» **Instructions to follow**
Copy out all lines in the material below that contain the string "Subject".
Provided information section start
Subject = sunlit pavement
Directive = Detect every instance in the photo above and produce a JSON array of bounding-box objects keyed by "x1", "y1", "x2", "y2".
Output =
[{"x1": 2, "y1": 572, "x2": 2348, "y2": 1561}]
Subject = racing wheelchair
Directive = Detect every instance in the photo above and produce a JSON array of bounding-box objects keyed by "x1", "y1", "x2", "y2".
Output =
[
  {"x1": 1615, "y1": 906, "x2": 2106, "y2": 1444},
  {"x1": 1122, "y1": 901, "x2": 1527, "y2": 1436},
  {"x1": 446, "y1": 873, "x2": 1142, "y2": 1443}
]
Provided information section end
Provided information section start
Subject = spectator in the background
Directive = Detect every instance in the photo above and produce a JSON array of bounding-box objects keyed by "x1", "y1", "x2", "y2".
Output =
Provided information section end
Provided information section start
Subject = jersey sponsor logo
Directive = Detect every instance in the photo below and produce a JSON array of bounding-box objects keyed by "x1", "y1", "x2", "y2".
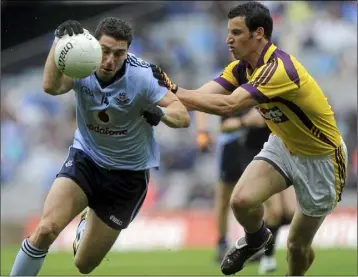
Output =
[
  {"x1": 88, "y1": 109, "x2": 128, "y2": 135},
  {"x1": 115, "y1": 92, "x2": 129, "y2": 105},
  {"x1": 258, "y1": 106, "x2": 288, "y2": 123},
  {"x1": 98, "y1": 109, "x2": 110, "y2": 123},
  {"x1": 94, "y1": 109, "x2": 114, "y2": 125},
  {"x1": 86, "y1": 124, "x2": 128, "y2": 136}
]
Provided information section end
» **Completed exercise**
Subject = sunlit pavement
Subject = racing wheelchair
Subject = spectator in the background
Subject = jersey sponsor logo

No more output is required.